» ENUNCIADO
Convierte todas las entradas siguientes en una tabla Markdown con dos columnas, «Número» y «Línea de entrada». Asigna una fila numerada a cada línea y omite las líneas en blanco.

» DATOS A PROCESAR

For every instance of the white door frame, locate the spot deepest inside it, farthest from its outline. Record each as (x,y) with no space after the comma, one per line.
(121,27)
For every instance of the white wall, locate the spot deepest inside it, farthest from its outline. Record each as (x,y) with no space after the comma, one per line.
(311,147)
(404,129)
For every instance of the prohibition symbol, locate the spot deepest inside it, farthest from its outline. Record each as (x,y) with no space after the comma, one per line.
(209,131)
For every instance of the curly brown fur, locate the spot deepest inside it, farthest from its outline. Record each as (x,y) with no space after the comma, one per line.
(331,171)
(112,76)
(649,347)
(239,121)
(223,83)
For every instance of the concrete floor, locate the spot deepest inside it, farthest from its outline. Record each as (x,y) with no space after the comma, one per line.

» RESPUESTA
| Número | Línea de entrada |
|---|---|
| 1 | For every instance of the white door frame, locate the spot deepest inside it, farthest from its outline. Record each as (x,y) with no space after the comma, one per line. |
| 2 | (121,27) |
| 3 | For every instance of the white wall, locate the spot deepest inside it, farthest from its outline. Record each as (x,y) with no space after the comma, one per line. |
| 4 | (311,147) |
| 5 | (404,129) |
| 6 | For every instance of the prohibition symbol, locate the spot deepest inside it, farthest from its outline. Record each as (x,y) with no space after the comma, one per line. |
| 7 | (209,131) |
| 8 | For every instance of the curly brown fur, locate the spot deepest inside it, farthest from its outline. Record each as (x,y) with no space after the comma, one per line. |
| 9 | (331,171) |
| 10 | (112,76) |
| 11 | (649,347) |
| 12 | (239,121) |
| 13 | (223,83) |
| 14 | For every instance of the concrete floor, locate the spot deepest inside it, farthest from its outline. Record each as (x,y) with no space after the comma, one per line. |